* Start *

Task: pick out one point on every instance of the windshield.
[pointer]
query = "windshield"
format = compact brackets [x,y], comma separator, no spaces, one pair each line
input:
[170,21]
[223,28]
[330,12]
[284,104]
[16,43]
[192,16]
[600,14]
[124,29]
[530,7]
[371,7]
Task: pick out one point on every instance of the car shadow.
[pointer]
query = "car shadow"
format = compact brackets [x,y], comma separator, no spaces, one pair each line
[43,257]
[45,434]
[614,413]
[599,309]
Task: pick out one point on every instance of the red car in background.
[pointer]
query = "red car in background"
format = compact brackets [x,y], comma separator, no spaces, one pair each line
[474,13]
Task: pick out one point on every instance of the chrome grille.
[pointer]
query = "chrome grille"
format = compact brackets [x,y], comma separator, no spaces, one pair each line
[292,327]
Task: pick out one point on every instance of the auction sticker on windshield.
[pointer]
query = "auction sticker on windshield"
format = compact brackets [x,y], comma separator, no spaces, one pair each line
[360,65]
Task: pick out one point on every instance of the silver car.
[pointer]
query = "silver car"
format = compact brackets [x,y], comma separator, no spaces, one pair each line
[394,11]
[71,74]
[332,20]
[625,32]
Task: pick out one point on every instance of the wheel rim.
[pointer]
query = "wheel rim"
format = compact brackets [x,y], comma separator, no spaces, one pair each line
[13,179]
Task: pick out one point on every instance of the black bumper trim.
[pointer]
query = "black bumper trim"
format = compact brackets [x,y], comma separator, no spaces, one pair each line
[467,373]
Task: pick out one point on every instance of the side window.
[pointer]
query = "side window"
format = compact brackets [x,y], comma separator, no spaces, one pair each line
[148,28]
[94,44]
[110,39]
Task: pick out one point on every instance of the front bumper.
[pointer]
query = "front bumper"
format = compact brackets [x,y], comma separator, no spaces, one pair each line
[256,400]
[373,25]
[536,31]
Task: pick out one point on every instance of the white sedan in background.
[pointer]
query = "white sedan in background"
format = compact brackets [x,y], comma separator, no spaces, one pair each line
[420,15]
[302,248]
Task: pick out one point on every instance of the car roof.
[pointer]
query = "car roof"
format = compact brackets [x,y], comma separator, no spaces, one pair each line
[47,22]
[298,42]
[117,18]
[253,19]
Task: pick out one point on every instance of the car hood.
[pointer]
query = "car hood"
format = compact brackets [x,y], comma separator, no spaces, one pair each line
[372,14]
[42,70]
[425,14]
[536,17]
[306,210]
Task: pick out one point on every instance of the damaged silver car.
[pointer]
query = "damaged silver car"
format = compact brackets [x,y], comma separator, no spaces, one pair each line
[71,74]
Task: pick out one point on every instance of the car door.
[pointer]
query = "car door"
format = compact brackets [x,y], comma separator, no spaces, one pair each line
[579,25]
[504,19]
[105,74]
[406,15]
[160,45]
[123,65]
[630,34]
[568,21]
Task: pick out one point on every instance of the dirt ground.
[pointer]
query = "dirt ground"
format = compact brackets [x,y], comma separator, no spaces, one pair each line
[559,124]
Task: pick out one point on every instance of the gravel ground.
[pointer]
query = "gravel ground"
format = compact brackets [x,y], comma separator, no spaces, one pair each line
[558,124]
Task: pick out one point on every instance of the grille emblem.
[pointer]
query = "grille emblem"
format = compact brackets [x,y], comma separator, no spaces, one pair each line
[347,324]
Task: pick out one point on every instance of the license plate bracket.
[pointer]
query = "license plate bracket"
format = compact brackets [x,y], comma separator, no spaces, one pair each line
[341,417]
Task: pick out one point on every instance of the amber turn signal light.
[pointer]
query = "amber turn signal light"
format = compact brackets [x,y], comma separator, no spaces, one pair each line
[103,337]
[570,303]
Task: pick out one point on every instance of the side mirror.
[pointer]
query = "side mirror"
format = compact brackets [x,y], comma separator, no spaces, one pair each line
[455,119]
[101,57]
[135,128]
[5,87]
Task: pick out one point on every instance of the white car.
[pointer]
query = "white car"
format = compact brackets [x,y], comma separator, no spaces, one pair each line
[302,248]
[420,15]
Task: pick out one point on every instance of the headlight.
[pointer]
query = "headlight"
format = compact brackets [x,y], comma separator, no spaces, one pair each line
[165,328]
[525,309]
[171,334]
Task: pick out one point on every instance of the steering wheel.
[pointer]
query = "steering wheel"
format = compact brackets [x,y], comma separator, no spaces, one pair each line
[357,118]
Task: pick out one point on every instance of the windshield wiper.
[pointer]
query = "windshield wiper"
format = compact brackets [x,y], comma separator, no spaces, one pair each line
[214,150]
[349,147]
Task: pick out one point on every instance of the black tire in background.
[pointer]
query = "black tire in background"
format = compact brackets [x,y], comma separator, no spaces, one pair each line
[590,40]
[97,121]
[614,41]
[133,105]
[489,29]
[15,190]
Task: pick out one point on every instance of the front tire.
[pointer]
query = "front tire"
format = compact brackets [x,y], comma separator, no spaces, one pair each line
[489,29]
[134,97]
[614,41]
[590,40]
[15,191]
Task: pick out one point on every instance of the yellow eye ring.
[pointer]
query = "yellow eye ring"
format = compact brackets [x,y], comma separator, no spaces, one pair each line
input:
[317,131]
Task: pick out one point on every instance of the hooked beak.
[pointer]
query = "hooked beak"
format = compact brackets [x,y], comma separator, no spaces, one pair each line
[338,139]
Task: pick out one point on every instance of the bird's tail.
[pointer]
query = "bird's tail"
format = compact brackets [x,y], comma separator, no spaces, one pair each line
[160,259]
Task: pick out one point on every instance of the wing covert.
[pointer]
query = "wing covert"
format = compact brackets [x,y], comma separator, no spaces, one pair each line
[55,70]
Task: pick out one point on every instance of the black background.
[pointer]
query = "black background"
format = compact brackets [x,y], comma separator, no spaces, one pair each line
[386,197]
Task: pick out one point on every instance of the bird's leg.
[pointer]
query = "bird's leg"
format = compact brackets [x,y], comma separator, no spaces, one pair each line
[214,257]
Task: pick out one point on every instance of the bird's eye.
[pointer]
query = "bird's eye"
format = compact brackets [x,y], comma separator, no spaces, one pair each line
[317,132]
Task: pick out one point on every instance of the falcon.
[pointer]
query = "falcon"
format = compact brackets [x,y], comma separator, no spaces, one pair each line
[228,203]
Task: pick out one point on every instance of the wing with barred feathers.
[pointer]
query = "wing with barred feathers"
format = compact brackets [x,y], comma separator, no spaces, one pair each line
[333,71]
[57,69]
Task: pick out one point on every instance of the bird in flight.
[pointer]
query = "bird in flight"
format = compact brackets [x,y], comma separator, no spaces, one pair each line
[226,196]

* End *

● Exercise objective:
Output every line above without altering anything.

● Result of this task:
Task: pick out one point on every instance of the windshield.
[pointer]
query = "windshield"
format = compact brackets [x,y], comma separator, no spaces, one pair each line
input:
[170,21]
[223,28]
[330,12]
[284,104]
[16,43]
[192,16]
[600,14]
[124,29]
[530,7]
[371,7]
Task: pick out one point on every instance of the car shadow.
[pointer]
query = "car shadow"
format = compact brackets [x,y], comma separator, no spaces, one pair each line
[43,257]
[45,434]
[614,413]
[599,309]
Task: pick out one point on every instance of the red car in background.
[pointer]
query = "red car in background"
format = compact brackets [x,y], comma separator, no spaces, one pair each line
[474,13]
Task: pick out one point on every instance of the chrome grille.
[pointer]
query = "chrome grille"
format = compact brackets [x,y], comma separator, no spaces, one pair each line
[292,327]
Task: pick out one point on every instance of the auction sticker on windshield.
[pointer]
query = "auction sticker on windshield"
format = compact brackets [x,y], comma separator, no spaces, one pair each line
[360,65]
Task: pick out one point on every instance of the silver car.
[pointer]
query = "silver car"
format = compact brackets [x,y], comma separator, no spaces, one pair each line
[394,11]
[71,74]
[332,20]
[625,32]
Task: pick out one point on every instance of the wheel rim.
[pointer]
query = "wheel rim"
format = compact brackets [x,y], comma separator, no spaces, one pair each line
[13,179]
Task: pick out one point on every instance of the black bumper trim.
[pointer]
query = "black bumper trim"
format = compact brackets [x,y], comma separator, no spaces, one pair each line
[467,373]
Task: pick out one point on every instance of the side window.
[pointer]
query = "side window"
format = compact brackets [x,y], comma separator, no spaces, one pair each line
[148,28]
[94,44]
[110,39]
Task: pick out one point on every instance of the front bumper.
[pointer]
query = "front bumper"
format = compact brackets [x,y], comma separator, no spaces, one pair each line
[256,400]
[373,25]
[536,31]
Task: pick out one point on every instance of the white sedan in background.
[pointer]
query = "white sedan in background"
format = compact brackets [x,y], comma separator, no spaces, one pair each line
[420,15]
[302,248]
Task: pick out one point on every instance of the car roof.
[pointer]
query = "car roof"
format = compact brackets [x,y], comma separator, no spaces, one pair each line
[47,22]
[298,42]
[117,18]
[253,19]
Task: pick out one point on every instance of the car hood.
[pointer]
query = "car hood"
format = compact brackets [x,y], comma separator, no spaces, one pair each line
[372,14]
[42,70]
[425,14]
[536,17]
[306,210]
Task: pick out one point on every instance of the damaged silver car.
[pointer]
query = "damaged silver car"
format = compact brackets [x,y], comma separator, no spaces, one pair each line
[71,74]
Task: pick out one point on every instance of the car door.
[pointer]
query = "car door"
format = compact brackets [x,y], comma separator, no spaces, one pair each line
[579,25]
[504,19]
[105,74]
[406,15]
[160,45]
[123,65]
[630,34]
[568,21]
Task: pick out one point on every instance of the dirt ground.
[pointer]
query = "dirt ground"
format = compact brackets [x,y], comma separator, no spaces, one pair each line
[559,124]
Task: pick out one point on every instance of the gravel ground.
[pointer]
query = "gravel ground"
format = compact brackets [x,y], comma separator, no spaces, one pair each line
[558,124]
Task: pick out one point on every instance of the grille emblem.
[pointer]
query = "grille emblem"
format = compact brackets [x,y], comma separator, no spaces, one pair each line
[347,324]
Task: pick out one point on every instance of the license plate bracket.
[pointer]
query = "license plate bracket"
format = compact brackets [x,y], comma separator, no spaces, one pair each line
[341,417]
Task: pick out one point on every instance of the amber turn signal light.
[pointer]
query = "amber turn signal light"
format = compact brackets [x,y], comma separator, no spaces, one pair each line
[103,337]
[570,303]
Task: pick out one point on every instance of the side mirror.
[pointer]
query = "side mirror"
format = compact brackets [x,y], comma separator, no spaces, one pair each line
[455,119]
[101,57]
[135,128]
[5,87]
Task: pick out one point on every instance of the white car.
[pointer]
query = "white car"
format = compact brackets [x,y], comma separator, no spaces, one pair each line
[302,248]
[420,15]
Task: pick out one point on every instance of the headlight.
[pointer]
query = "headlight"
format = compact brackets [x,y], comma separator, no spaces, one pair each line
[165,328]
[525,309]
[171,334]
Task: pick out one point on every instance of the steering wheel.
[pointer]
query = "steering wheel"
format = compact brackets [x,y], comma separator, no spaces, one pair each line
[357,118]
Task: pick out one point on every instance of the windshield wiper.
[pointer]
query = "windshield wiper"
format = compact brackets [x,y], comma separator, no spaces, one pair each line
[214,150]
[349,147]
Task: pick out one point on every instance of the black tire in background.
[pointer]
query = "black tire in background"
format = compact brackets [x,y], comma separator, no spaces, one pair each line
[590,40]
[97,121]
[614,41]
[133,105]
[489,29]
[15,190]
Task: pick out one point on every instance of the front tire.
[pointer]
query = "front tire"
format = compact brackets [x,y], comma separator, no spaces, one pair each line
[489,29]
[134,97]
[614,41]
[590,40]
[15,191]
Task: pick out one point on every instance of the yellow eye ring.
[pointer]
query = "yellow eye ring"
format = compact brackets [x,y], comma separator, no spaces, one pair each line
input:
[317,131]
Task: pick out one point on every instance of the hooked beak.
[pointer]
query = "hooked beak"
format = compact brackets [x,y], comma separator, no spaces, one pair each line
[338,139]
Task: pick out one point on every instance of the bird's tail.
[pointer]
query = "bird's tail"
format = compact brackets [x,y], comma separator, no spaces, one pair each line
[160,259]
Task: pick out one point on every instance of the wing covert.
[pointer]
query = "wing covert"
format = compact brackets [x,y], comma separator, no spaces, one pair each line
[55,70]
Task: pick out one point on every instance of the black background.
[pointer]
query = "black background"
format = compact brackets [x,y], comma separator, no spaces, one pair each line
[386,197]
Task: pick out one point on every instance of the bird's leg.
[pointer]
query = "bird's leg"
format = compact brackets [x,y], comma separator, no spaces, one pair each line
[214,257]
Task: pick out one point on every instance of the bird's eye.
[pointer]
query = "bird's eye"
format = compact brackets [x,y], comma separator, no spaces, one pair each line
[317,132]
Task: pick out one point on every instance of the falcon.
[pointer]
query = "falcon"
format = compact brackets [x,y], comma separator, no spaces, one pair each line
[228,203]
Task: pick out one point on every instance of the wing with barred feathers.
[pointer]
query = "wing with barred feathers"
format = compact brackets [x,y], comma separator, no spaces, one pair each line
[333,71]
[57,69]
Task: pick out one point on every instance of the bird in flight.
[pointer]
query = "bird in flight"
format = compact brackets [x,y], comma separator, no spaces, one pair each line
[226,196]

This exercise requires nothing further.